## EXERCISE:
Extract every line of the entries that contains the word "concrete".

## RECORDS SHOWN:
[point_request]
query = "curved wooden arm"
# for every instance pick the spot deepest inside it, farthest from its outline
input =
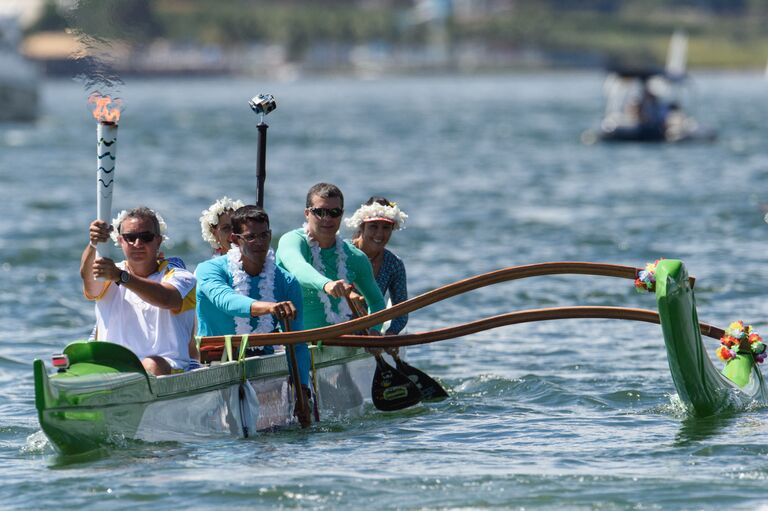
(511, 318)
(436, 295)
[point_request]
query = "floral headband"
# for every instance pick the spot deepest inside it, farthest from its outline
(374, 212)
(118, 220)
(210, 217)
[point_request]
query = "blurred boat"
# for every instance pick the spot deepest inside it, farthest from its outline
(645, 104)
(19, 79)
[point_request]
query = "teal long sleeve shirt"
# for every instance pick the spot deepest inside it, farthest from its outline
(294, 254)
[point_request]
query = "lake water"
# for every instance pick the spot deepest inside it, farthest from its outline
(577, 414)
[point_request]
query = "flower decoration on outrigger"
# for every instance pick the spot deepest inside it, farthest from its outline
(741, 339)
(646, 279)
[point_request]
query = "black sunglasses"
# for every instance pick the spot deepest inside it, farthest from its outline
(324, 212)
(250, 238)
(145, 236)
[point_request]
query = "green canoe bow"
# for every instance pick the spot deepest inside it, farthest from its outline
(701, 386)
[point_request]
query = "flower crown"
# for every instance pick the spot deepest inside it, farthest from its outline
(365, 212)
(122, 216)
(735, 336)
(646, 279)
(210, 217)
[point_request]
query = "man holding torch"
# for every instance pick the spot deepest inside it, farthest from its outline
(142, 303)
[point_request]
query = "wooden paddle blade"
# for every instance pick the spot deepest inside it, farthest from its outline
(429, 388)
(392, 390)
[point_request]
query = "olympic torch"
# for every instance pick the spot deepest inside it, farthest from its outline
(107, 113)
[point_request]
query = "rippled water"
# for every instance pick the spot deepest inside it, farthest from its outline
(577, 414)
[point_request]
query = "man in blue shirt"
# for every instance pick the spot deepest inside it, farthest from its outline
(244, 291)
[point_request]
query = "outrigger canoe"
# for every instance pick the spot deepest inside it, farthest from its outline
(104, 396)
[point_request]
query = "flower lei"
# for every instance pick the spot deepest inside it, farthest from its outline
(210, 217)
(124, 214)
(344, 313)
(241, 282)
(736, 333)
(646, 279)
(376, 210)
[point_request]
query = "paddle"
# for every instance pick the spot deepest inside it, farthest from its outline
(302, 410)
(390, 389)
(430, 389)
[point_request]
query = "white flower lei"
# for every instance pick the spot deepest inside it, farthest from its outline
(210, 217)
(376, 210)
(344, 313)
(241, 282)
(122, 216)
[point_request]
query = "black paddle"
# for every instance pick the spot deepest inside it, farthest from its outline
(390, 389)
(430, 389)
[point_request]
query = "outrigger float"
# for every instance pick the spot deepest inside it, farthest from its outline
(104, 396)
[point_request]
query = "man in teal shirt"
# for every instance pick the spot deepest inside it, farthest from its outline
(245, 292)
(327, 267)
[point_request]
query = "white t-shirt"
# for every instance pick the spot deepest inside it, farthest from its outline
(122, 317)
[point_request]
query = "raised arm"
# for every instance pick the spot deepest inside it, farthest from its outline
(398, 292)
(97, 232)
(212, 281)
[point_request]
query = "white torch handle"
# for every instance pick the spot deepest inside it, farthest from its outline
(106, 154)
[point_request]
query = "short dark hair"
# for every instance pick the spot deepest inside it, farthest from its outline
(248, 214)
(144, 213)
(378, 200)
(324, 191)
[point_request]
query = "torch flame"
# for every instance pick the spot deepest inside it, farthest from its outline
(105, 110)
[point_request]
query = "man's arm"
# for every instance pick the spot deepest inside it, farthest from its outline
(97, 232)
(160, 294)
(365, 282)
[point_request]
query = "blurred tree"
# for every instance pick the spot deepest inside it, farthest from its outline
(50, 20)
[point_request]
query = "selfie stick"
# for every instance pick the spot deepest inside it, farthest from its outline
(262, 104)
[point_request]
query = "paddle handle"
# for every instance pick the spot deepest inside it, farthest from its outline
(301, 399)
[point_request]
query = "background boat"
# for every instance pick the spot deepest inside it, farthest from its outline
(649, 104)
(19, 78)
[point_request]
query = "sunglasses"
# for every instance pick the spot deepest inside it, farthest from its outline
(324, 212)
(145, 236)
(250, 238)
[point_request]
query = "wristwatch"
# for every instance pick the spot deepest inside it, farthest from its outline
(125, 277)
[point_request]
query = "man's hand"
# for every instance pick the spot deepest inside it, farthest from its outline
(281, 310)
(357, 298)
(106, 269)
(337, 288)
(98, 232)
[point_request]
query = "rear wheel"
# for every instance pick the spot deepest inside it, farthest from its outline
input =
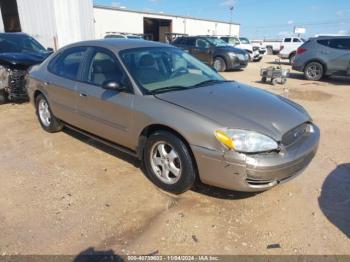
(314, 71)
(220, 64)
(168, 162)
(3, 97)
(47, 120)
(292, 58)
(269, 51)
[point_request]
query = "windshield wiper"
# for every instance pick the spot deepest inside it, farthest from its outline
(208, 82)
(168, 89)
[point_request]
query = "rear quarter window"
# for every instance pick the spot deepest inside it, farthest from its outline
(324, 42)
(342, 44)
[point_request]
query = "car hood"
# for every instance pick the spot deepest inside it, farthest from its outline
(235, 105)
(231, 49)
(23, 60)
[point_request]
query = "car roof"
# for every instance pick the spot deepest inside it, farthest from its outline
(117, 44)
(331, 37)
(15, 33)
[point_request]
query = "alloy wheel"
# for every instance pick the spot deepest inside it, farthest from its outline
(166, 163)
(44, 113)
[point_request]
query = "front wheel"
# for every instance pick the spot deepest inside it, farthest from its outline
(168, 162)
(47, 120)
(314, 71)
(220, 64)
(292, 58)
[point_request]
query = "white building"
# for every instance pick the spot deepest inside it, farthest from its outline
(112, 19)
(56, 23)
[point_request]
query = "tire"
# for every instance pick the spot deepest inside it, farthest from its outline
(269, 51)
(45, 116)
(258, 60)
(314, 71)
(165, 151)
(220, 64)
(292, 58)
(283, 81)
(3, 97)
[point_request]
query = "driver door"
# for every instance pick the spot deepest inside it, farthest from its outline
(105, 113)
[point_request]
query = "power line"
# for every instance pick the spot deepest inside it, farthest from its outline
(333, 22)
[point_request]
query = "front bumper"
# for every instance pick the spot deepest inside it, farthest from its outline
(283, 56)
(258, 172)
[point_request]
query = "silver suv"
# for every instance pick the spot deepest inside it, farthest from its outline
(324, 56)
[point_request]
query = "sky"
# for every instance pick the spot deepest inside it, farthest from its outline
(258, 18)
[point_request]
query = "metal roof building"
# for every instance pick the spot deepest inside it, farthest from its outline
(113, 19)
(56, 23)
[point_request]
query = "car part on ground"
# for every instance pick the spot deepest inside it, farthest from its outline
(18, 52)
(274, 74)
(214, 52)
(255, 54)
(324, 56)
(177, 115)
(289, 48)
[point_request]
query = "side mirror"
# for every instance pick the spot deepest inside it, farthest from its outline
(114, 86)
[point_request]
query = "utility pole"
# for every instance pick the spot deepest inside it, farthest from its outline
(231, 17)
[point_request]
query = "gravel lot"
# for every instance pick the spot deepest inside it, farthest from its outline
(64, 194)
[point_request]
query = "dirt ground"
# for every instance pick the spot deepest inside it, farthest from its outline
(65, 194)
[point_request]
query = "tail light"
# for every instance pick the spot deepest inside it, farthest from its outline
(301, 50)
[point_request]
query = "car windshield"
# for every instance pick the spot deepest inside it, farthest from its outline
(134, 37)
(233, 41)
(244, 40)
(114, 36)
(216, 41)
(165, 69)
(20, 44)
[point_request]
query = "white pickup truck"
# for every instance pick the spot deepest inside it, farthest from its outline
(289, 46)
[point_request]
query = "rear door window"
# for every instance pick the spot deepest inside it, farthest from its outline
(324, 42)
(342, 44)
(68, 63)
(104, 67)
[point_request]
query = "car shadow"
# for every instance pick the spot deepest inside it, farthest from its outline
(92, 255)
(335, 198)
(105, 148)
(198, 187)
(220, 193)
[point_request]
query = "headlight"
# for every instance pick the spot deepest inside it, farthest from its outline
(245, 141)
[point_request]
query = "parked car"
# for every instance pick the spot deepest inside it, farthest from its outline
(18, 52)
(214, 52)
(244, 44)
(179, 116)
(289, 48)
(324, 56)
(260, 46)
(273, 46)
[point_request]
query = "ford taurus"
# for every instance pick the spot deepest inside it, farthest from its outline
(177, 115)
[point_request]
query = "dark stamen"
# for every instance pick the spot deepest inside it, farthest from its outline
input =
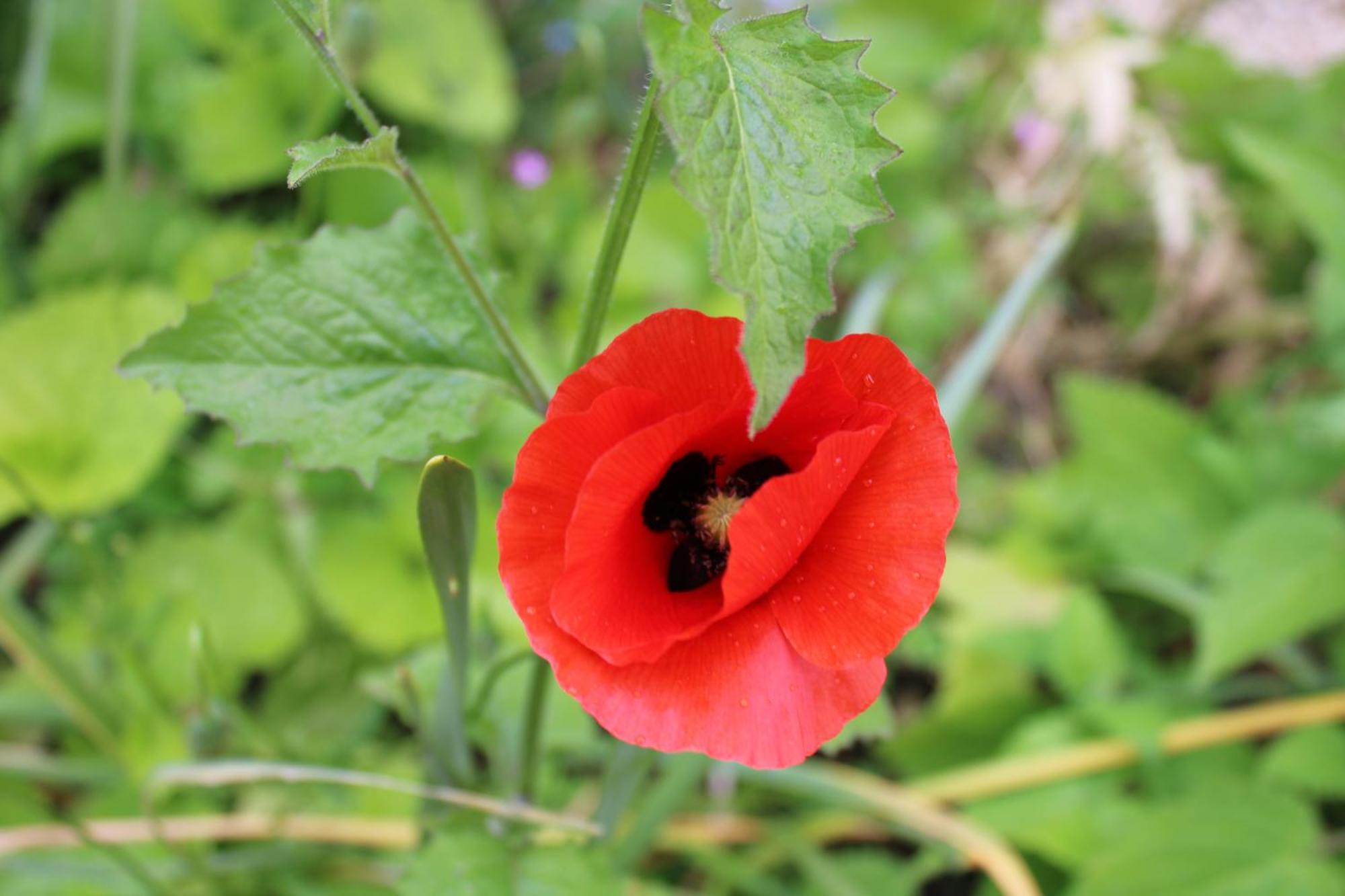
(683, 489)
(748, 478)
(687, 489)
(695, 564)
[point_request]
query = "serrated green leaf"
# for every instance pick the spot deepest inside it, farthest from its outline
(81, 438)
(1145, 482)
(353, 346)
(369, 569)
(777, 147)
(1218, 842)
(336, 153)
(1278, 576)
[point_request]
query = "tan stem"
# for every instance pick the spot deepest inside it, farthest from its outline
(1008, 775)
(926, 817)
(348, 830)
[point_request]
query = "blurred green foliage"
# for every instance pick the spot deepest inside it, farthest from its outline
(1153, 481)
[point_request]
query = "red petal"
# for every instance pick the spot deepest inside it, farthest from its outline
(779, 522)
(738, 692)
(683, 356)
(537, 507)
(874, 568)
(614, 596)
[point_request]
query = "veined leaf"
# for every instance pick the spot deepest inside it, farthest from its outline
(777, 147)
(1278, 576)
(336, 153)
(353, 346)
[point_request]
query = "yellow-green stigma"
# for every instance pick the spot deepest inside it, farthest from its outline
(714, 517)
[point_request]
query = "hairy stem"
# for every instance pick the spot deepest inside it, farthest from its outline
(528, 380)
(618, 231)
(914, 811)
(533, 713)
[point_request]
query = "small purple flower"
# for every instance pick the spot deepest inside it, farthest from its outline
(1035, 134)
(529, 169)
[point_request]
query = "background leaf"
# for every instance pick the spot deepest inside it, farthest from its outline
(1280, 575)
(1226, 842)
(777, 146)
(353, 346)
(81, 438)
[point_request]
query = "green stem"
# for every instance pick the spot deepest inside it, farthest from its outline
(626, 771)
(619, 221)
(533, 713)
(28, 103)
(122, 53)
(232, 772)
(528, 380)
(970, 372)
(24, 639)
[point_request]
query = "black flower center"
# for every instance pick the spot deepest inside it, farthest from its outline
(696, 510)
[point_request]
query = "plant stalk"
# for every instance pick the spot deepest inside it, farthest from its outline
(533, 715)
(619, 221)
(533, 391)
(26, 643)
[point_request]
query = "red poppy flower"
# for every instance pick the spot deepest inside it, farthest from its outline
(699, 589)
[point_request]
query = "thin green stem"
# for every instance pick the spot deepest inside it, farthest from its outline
(490, 677)
(241, 771)
(533, 713)
(619, 221)
(26, 643)
(532, 386)
(626, 771)
(120, 56)
(970, 372)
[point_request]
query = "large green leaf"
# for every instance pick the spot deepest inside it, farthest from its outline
(79, 436)
(440, 64)
(1278, 576)
(1312, 181)
(336, 153)
(1217, 842)
(353, 346)
(1145, 485)
(1311, 760)
(777, 147)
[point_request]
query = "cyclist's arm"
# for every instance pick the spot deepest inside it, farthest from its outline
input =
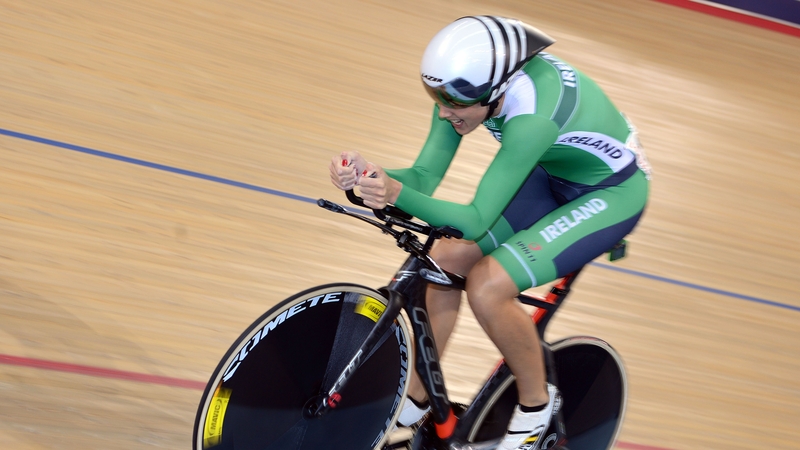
(433, 160)
(525, 139)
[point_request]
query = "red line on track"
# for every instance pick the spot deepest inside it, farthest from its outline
(100, 372)
(735, 16)
(166, 381)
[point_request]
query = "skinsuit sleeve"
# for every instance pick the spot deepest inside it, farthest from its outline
(525, 139)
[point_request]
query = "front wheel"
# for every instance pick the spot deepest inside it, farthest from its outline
(292, 354)
(593, 386)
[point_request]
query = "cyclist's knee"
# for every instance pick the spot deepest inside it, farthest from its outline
(488, 285)
(457, 256)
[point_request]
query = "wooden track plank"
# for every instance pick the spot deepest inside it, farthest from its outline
(125, 267)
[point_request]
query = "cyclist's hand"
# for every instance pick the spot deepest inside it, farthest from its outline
(346, 169)
(376, 188)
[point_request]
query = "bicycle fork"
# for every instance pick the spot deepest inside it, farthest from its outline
(406, 291)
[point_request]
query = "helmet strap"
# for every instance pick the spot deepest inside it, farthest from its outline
(492, 108)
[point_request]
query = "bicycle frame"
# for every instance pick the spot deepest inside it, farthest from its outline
(407, 291)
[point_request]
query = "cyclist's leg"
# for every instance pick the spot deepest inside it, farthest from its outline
(562, 241)
(457, 256)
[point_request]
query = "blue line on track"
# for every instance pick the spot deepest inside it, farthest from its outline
(253, 187)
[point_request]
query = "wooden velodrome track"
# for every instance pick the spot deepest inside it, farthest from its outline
(159, 158)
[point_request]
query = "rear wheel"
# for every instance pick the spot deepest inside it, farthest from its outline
(593, 388)
(293, 353)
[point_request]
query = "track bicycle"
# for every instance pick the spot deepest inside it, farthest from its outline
(329, 368)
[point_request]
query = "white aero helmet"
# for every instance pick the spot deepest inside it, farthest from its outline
(471, 60)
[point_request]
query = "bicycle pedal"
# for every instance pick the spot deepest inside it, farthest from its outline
(618, 251)
(398, 439)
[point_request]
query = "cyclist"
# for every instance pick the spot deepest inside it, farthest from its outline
(568, 182)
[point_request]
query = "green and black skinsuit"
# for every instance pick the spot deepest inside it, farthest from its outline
(568, 182)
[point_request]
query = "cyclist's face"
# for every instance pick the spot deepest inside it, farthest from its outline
(465, 119)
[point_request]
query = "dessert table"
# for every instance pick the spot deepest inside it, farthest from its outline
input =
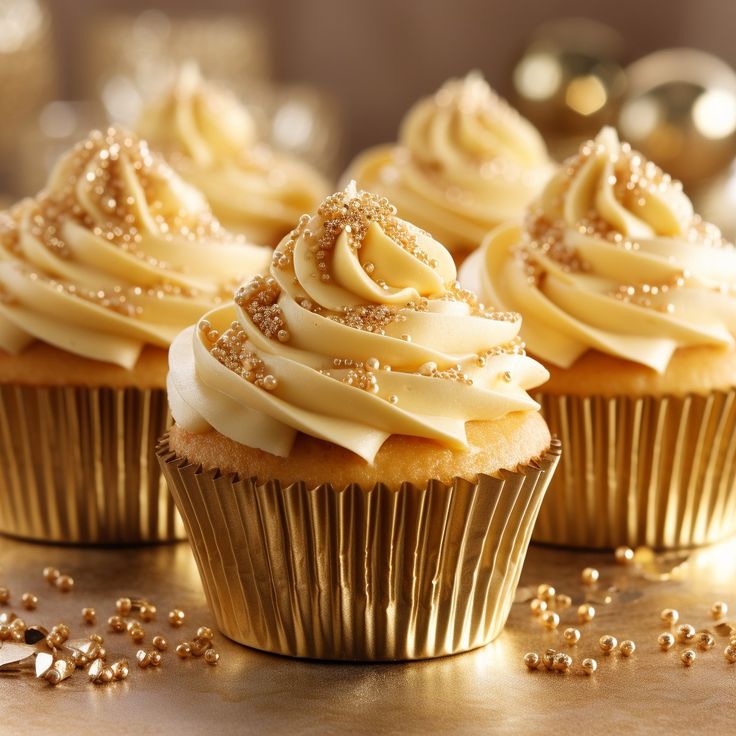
(486, 691)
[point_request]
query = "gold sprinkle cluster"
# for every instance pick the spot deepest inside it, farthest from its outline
(231, 349)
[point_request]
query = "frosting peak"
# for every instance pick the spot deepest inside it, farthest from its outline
(466, 161)
(612, 257)
(211, 140)
(360, 331)
(116, 253)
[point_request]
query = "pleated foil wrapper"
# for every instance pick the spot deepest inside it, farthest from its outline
(654, 471)
(354, 574)
(78, 466)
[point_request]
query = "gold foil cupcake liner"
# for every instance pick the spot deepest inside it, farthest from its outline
(358, 574)
(78, 465)
(655, 471)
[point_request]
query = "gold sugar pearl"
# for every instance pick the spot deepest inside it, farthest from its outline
(205, 632)
(65, 583)
(120, 669)
(177, 617)
(670, 616)
(607, 643)
(123, 606)
(184, 650)
(719, 609)
(589, 576)
(589, 665)
(51, 574)
(545, 592)
(211, 656)
(586, 613)
(147, 612)
(538, 606)
(116, 624)
(143, 658)
(688, 657)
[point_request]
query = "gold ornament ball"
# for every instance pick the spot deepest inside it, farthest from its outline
(586, 612)
(680, 112)
(589, 666)
(624, 555)
(607, 643)
(688, 657)
(569, 80)
(589, 576)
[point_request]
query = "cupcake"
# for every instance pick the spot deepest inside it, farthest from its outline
(211, 141)
(465, 162)
(355, 455)
(98, 273)
(629, 300)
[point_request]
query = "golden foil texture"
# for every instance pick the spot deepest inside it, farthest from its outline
(355, 574)
(655, 471)
(77, 465)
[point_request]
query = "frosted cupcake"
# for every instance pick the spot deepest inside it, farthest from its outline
(629, 300)
(355, 455)
(98, 273)
(465, 162)
(211, 141)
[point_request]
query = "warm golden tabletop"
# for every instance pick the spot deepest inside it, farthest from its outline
(486, 691)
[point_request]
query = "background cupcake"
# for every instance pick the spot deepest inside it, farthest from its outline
(211, 140)
(629, 300)
(98, 273)
(465, 162)
(355, 456)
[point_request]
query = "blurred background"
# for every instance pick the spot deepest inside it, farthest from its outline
(324, 78)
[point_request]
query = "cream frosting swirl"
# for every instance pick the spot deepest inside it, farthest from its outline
(611, 257)
(466, 161)
(116, 253)
(359, 332)
(211, 140)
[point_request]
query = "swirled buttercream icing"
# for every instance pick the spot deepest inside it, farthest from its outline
(611, 257)
(211, 140)
(116, 253)
(359, 332)
(465, 162)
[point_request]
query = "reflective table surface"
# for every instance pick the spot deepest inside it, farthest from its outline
(486, 691)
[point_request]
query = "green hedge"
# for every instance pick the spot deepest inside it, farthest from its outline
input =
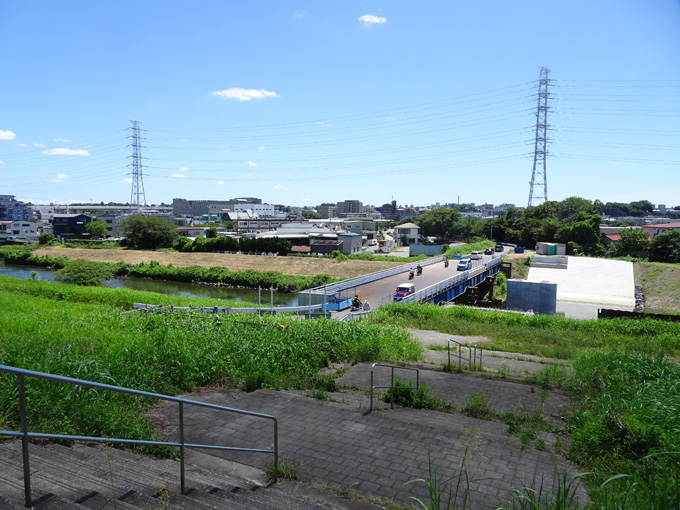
(215, 275)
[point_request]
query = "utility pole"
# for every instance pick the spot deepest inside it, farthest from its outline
(539, 178)
(137, 196)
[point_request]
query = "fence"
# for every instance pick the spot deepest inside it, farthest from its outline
(25, 435)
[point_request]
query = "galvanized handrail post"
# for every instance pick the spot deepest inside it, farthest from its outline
(25, 435)
(392, 387)
(371, 407)
(276, 450)
(181, 448)
(24, 439)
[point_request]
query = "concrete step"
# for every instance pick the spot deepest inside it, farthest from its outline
(98, 477)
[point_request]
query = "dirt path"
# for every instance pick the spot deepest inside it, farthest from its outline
(300, 266)
(660, 286)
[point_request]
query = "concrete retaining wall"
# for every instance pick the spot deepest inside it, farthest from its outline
(430, 250)
(541, 297)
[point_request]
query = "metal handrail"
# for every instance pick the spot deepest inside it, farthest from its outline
(392, 382)
(378, 275)
(25, 435)
(438, 288)
(460, 355)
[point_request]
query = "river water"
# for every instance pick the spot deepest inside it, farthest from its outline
(166, 287)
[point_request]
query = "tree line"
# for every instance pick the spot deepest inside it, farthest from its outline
(574, 222)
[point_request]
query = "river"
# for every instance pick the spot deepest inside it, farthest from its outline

## EXPECTED ANSWER:
query = "concrete step"
query = "concrete retaining wall"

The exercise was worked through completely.